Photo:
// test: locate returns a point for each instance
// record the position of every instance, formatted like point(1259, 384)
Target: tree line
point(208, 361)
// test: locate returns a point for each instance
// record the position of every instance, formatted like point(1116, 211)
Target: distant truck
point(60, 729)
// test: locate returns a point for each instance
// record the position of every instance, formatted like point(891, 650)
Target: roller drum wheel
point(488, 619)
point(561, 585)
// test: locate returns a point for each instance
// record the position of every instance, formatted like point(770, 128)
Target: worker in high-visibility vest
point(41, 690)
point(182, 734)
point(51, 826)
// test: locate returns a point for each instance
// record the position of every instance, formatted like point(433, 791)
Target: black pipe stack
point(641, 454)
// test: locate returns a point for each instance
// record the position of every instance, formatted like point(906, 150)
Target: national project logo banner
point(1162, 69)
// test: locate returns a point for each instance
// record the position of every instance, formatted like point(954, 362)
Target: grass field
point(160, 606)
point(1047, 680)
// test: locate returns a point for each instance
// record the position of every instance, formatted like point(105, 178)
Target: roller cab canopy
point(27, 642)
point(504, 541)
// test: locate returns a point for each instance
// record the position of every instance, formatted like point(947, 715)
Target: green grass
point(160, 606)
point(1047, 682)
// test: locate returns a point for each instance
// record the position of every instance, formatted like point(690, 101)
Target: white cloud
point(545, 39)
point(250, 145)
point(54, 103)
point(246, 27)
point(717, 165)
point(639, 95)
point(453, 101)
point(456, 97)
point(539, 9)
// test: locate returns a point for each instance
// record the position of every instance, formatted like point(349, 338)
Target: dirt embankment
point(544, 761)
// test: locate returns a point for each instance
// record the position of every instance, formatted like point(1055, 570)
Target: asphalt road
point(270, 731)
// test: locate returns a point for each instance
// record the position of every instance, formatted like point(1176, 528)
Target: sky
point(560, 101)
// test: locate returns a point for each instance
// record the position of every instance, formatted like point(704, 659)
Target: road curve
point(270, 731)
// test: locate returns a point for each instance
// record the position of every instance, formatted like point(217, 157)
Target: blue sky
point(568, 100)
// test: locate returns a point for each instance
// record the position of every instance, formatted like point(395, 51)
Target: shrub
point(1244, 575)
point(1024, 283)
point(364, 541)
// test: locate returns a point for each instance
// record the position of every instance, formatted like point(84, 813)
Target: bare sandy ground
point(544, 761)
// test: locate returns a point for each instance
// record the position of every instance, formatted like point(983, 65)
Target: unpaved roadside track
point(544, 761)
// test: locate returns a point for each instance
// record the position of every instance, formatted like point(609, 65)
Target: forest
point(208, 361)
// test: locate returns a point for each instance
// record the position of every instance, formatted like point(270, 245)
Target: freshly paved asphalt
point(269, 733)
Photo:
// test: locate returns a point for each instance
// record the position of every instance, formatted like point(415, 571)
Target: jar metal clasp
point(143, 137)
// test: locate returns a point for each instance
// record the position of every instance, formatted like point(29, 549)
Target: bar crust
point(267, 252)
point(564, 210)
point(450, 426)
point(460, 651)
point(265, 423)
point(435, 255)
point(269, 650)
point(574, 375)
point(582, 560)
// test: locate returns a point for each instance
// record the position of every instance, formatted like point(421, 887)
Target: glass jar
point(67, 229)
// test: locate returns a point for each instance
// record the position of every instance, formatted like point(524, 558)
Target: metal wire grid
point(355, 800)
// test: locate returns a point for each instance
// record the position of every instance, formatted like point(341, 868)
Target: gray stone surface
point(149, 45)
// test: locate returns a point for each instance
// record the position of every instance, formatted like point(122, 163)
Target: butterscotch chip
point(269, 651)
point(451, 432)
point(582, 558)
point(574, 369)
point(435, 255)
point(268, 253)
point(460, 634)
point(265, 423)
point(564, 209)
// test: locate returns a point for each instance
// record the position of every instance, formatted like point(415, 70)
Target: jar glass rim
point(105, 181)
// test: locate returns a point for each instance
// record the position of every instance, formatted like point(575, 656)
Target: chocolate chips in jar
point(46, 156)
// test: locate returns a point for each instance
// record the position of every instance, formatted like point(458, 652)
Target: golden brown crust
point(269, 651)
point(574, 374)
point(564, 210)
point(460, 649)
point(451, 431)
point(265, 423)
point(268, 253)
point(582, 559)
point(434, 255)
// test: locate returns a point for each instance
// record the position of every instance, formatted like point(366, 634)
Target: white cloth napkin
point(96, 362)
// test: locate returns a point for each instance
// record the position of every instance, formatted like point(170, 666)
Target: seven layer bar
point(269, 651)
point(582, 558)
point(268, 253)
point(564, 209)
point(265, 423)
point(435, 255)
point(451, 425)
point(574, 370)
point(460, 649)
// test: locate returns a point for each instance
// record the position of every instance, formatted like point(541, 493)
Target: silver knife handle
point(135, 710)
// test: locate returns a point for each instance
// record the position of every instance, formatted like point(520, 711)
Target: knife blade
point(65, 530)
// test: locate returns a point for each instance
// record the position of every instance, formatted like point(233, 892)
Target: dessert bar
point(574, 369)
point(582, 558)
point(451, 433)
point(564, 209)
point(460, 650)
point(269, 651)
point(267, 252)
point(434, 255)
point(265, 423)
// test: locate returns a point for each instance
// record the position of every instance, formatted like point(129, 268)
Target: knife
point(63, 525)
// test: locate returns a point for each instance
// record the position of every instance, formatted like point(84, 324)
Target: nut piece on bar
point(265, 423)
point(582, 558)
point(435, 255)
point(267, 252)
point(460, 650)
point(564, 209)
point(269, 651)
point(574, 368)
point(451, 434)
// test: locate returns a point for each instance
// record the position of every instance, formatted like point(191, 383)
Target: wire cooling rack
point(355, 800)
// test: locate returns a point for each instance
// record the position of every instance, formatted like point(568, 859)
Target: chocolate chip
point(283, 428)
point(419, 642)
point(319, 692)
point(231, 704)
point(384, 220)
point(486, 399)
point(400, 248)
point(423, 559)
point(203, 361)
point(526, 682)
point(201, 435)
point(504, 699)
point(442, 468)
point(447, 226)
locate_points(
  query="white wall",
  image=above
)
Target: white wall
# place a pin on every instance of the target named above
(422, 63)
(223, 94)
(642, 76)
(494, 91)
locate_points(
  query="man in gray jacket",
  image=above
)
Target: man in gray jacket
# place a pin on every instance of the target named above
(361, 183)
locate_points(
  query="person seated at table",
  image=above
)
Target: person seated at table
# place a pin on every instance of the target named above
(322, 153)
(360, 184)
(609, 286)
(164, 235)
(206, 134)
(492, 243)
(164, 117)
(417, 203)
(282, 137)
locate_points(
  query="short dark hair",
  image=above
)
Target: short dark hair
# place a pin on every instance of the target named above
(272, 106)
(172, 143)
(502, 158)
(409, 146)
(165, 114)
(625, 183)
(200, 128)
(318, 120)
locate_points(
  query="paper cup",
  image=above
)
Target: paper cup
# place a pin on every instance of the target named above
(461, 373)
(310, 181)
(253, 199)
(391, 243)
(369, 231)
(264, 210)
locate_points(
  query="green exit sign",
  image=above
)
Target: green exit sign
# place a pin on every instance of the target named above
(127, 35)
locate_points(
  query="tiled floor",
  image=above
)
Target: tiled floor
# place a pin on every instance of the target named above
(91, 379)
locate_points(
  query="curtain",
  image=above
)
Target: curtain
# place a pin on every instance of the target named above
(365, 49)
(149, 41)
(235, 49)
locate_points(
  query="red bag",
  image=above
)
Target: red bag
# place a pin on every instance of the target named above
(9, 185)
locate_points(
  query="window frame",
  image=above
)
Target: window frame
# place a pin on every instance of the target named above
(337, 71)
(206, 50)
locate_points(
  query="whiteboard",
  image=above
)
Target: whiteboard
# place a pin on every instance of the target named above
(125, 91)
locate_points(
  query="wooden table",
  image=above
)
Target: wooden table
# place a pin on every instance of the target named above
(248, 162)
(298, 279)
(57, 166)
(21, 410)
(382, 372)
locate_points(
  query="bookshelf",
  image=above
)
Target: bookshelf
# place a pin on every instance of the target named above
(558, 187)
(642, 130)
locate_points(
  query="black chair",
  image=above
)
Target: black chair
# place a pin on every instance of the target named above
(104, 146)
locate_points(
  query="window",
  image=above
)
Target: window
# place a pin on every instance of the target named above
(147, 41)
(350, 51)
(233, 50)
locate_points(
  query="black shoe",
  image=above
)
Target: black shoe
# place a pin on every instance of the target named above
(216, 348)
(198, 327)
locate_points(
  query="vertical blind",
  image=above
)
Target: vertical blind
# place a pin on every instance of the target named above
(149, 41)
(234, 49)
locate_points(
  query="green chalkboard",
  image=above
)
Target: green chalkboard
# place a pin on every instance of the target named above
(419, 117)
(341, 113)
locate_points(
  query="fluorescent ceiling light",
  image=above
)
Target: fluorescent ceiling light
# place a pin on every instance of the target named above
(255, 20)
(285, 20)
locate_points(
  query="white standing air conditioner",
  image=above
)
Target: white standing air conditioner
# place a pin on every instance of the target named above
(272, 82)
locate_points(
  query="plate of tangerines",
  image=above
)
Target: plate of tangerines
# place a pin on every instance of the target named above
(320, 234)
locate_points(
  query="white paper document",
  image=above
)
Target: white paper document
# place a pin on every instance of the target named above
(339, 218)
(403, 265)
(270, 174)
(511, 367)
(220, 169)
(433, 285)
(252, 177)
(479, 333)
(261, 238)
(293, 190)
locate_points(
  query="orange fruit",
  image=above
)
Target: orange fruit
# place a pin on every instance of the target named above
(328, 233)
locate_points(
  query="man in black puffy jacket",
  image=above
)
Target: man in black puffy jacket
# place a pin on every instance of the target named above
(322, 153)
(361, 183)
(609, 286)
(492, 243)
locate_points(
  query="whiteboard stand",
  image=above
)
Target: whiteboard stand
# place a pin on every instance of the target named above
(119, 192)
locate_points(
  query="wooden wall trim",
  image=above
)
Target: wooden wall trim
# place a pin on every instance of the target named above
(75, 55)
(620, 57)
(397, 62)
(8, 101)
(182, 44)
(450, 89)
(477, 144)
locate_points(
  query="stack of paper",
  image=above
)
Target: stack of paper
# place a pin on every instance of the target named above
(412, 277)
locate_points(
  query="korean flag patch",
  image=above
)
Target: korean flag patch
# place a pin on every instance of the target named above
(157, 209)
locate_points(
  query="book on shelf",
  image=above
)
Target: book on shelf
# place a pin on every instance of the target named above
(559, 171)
***
Problem to solve —
If a line above holds the string "tangerines", return it as it stands.

Answer for the task —
  query="plate of tangerines",
Target: plate of tangerines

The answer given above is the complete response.